Source records:
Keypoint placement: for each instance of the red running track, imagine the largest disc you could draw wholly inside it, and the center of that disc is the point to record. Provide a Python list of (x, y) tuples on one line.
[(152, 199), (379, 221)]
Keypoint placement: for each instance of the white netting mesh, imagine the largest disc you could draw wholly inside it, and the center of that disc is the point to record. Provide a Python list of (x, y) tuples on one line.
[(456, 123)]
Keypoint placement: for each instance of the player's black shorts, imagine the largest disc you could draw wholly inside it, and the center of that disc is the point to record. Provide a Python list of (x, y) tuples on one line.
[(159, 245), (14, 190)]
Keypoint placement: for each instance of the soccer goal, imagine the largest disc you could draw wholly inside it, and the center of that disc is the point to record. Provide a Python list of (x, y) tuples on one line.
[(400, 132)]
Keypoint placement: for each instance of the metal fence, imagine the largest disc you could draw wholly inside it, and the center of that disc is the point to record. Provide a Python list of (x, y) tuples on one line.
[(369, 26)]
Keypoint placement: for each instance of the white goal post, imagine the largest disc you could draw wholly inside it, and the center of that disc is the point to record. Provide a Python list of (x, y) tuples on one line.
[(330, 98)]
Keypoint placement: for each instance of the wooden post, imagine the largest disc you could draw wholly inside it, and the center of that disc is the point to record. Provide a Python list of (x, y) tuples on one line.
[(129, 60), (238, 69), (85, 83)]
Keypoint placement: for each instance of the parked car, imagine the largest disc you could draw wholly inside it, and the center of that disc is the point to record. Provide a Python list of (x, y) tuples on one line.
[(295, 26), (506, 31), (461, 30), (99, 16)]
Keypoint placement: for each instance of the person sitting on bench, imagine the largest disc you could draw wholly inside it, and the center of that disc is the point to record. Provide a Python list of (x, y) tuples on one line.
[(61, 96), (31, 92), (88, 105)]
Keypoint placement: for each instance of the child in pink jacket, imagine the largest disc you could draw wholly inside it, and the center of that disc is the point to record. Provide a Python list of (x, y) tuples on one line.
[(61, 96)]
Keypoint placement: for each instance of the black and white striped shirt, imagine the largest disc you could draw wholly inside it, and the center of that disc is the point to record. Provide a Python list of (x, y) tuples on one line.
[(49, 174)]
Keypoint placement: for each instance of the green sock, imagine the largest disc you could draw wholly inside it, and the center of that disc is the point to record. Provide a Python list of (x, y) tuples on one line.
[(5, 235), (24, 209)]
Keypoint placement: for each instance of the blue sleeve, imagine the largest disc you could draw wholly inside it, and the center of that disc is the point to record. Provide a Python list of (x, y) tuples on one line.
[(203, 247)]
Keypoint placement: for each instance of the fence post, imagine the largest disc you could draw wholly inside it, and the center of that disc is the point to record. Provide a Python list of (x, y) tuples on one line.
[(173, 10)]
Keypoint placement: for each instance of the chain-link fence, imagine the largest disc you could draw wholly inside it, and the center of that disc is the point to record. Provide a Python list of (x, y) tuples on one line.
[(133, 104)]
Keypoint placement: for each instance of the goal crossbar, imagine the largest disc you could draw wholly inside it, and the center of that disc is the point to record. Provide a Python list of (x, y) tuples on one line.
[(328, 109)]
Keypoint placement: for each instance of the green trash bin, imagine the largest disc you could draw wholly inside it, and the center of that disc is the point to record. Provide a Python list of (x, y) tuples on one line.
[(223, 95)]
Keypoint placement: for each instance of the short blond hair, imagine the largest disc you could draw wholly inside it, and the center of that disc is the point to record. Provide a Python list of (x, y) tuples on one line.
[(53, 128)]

(GOAL OF THE EXERCISE)
Give as a numbered list the lines of the records above, from the line containing "Keypoint placement: for each instance of the green trash" through the line containing "[(223, 95)]", both included, leaving out any blank lines.

(ANSWER TO THE PROBLEM)
1. Keypoint placement: for each instance of the green trash bin, imagine the largest disc you could draw wholly inside it, and the center of that disc is the point to record. Provide a Python list of (x, y) tuples on one line.
2. [(223, 95)]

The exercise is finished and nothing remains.